§ Study text:
A new breast cancer study presented at the American Association for Cancer Research's 9th Annual International Conference on Frontiers in Cancer Prevention Research examined the relationship between smoking and mortality in nearly 2,300 women diagnosed with breast cancer between the years 1997 and 2000. The breast cancer researchers assessed death from breast cancer and death from non-breast cancer causes in addition to differences in other characteristics. After 9 years of follow up, the breast cancer researchers reported that
Current or past smokers had a 39% higher rate of death from breast cancer compared to women who never smoked.
Current or past smokers also were two times as likely to die from non-breast cancer causes compared to women who never smoked.
The negative effect of smoking on breast cancer survival was greater in women with HER2-negative breast cancer (61% greater risk) and in postmenopausal women (47% greater risk).
This new breast cancer study continues to show us the negative health consequences of smoking tobacco. While previous studies have clearly shown that smoking can increase a person's odds of getting breast cancer, this new study shows that smokers who do develop breast cancer are at a much higher risk for dying from breast cancer as well as from other non-breast cancer causes. This clearly suggests that quitting smoking should be an important part of the breast cancer survival strategy of breast cancer patients who smoke. In addition to the numerous other health benefits linked with giving up smoking, the results of this study indicate that quitting will improve a breast cancer patients chances of long-term survival.
Study Reference: Braithwaite D, et al. Smoking and survival after breast cancer diagnosis: role of molecular subtype, body mass index, and menopausal status. AACR 9th Annual International Conference on Frontiers in Cancer Prevention Research, November 7-10, 2010, Philadelphia, PA. Poster Session B, Abstract B88.

§ Exercise requirements:
(1) Reproduce verbatim the part of the text on smoking and breast cancer survival that begins at the words "Study Reference: Braithwaite" and ends after the words "B, Abstract B88.".
(2) According to the text on smoking and breast cancer survival, how much higher was the rate of death from breast cancer among current or past smokers than among women who never smoked?

§ Available data:
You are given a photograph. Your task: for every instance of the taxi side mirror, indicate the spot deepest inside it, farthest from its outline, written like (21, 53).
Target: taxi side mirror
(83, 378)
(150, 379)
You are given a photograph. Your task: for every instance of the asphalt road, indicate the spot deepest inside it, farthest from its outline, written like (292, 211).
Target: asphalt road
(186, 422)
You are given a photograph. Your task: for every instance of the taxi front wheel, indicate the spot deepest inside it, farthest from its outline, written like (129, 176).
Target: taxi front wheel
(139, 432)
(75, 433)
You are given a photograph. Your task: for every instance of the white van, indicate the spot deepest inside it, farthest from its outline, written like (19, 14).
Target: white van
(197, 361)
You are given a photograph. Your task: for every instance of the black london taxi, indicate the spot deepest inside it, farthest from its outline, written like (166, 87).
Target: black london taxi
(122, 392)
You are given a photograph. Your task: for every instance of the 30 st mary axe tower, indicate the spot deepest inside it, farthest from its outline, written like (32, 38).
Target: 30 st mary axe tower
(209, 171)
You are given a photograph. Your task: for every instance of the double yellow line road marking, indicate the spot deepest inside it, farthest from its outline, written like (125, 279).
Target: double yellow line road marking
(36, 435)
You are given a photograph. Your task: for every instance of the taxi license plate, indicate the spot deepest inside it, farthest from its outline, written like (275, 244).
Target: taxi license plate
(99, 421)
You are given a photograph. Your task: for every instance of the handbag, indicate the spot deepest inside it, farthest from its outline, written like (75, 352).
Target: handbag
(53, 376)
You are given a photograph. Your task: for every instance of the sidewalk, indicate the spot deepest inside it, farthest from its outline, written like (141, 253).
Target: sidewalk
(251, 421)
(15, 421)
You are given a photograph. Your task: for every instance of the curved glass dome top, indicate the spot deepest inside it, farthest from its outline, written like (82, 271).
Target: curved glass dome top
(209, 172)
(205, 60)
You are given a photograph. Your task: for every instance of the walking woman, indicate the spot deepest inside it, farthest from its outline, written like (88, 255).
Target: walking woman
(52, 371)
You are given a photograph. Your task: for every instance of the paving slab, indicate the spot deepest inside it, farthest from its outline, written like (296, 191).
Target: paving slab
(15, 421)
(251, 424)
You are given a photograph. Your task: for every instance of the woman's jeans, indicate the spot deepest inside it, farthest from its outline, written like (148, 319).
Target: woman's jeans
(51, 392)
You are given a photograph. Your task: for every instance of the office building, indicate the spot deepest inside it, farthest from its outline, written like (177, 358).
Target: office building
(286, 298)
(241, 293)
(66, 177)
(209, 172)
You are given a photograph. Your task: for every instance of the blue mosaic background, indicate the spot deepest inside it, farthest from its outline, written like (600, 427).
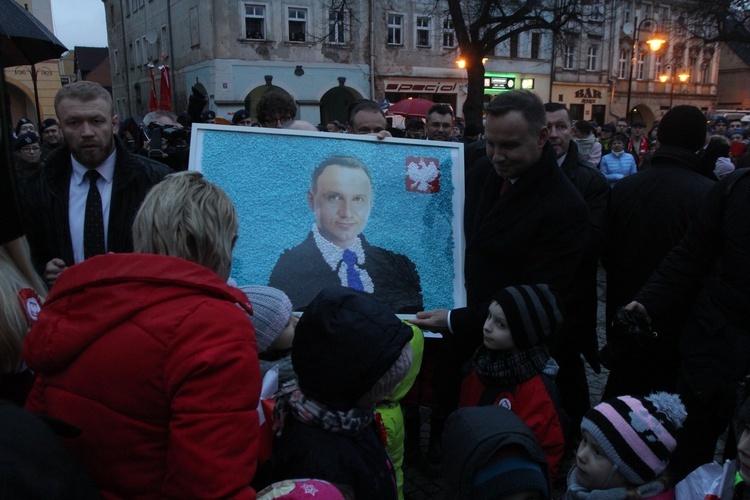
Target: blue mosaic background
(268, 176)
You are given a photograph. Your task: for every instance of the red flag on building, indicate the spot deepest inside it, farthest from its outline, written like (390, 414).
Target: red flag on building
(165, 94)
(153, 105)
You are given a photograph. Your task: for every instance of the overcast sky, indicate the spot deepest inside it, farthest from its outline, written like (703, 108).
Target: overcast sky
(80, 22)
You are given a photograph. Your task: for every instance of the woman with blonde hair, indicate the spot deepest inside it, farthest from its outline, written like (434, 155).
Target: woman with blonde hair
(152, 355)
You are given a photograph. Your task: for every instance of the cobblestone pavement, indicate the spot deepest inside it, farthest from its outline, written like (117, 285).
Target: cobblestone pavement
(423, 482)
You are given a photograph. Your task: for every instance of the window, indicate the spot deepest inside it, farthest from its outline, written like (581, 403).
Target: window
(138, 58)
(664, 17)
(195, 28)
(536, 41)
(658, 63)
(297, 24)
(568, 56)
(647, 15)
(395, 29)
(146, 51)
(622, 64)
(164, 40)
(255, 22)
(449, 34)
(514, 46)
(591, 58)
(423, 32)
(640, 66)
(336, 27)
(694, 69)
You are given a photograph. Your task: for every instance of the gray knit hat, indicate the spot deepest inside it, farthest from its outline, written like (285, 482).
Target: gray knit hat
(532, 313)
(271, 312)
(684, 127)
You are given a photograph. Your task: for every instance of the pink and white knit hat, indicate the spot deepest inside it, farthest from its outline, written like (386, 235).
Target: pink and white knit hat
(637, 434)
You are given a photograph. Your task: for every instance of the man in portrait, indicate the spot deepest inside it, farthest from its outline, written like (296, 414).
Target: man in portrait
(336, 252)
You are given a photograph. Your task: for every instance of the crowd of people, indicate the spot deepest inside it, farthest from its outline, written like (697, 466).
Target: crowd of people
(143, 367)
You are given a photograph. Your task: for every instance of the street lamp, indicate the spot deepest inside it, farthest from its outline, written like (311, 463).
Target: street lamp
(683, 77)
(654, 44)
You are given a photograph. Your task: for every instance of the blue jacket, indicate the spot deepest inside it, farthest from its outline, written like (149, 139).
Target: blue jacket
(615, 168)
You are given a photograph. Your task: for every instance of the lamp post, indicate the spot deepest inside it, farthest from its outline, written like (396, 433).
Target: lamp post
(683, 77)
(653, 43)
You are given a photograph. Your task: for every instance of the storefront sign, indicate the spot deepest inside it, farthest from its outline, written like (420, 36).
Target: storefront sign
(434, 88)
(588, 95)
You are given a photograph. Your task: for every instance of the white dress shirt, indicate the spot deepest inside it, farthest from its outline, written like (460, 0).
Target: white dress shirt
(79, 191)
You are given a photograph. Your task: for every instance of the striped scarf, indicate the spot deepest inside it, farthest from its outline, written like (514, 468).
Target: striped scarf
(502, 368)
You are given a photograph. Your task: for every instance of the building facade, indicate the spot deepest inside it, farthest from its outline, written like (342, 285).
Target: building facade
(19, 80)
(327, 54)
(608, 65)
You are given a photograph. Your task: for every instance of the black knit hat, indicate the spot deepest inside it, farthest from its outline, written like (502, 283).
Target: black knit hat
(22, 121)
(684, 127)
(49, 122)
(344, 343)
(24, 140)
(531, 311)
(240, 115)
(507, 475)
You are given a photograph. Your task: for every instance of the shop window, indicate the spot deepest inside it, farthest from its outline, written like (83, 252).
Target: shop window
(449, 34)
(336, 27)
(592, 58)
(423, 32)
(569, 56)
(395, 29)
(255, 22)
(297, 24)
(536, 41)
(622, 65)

§ Answers:
(1)
Study Reference: Braithwaite D, et al. Smoking and survival after breast cancer diagnosis: role of molecular subtype, body mass index, and menopausal status. AACR 9th Annual International Conference on Frontiers in Cancer Prevention Research, November 7-10, 2010, Philadelphia, PA. Poster Session B, Abstract B88.

(2) 39% higher.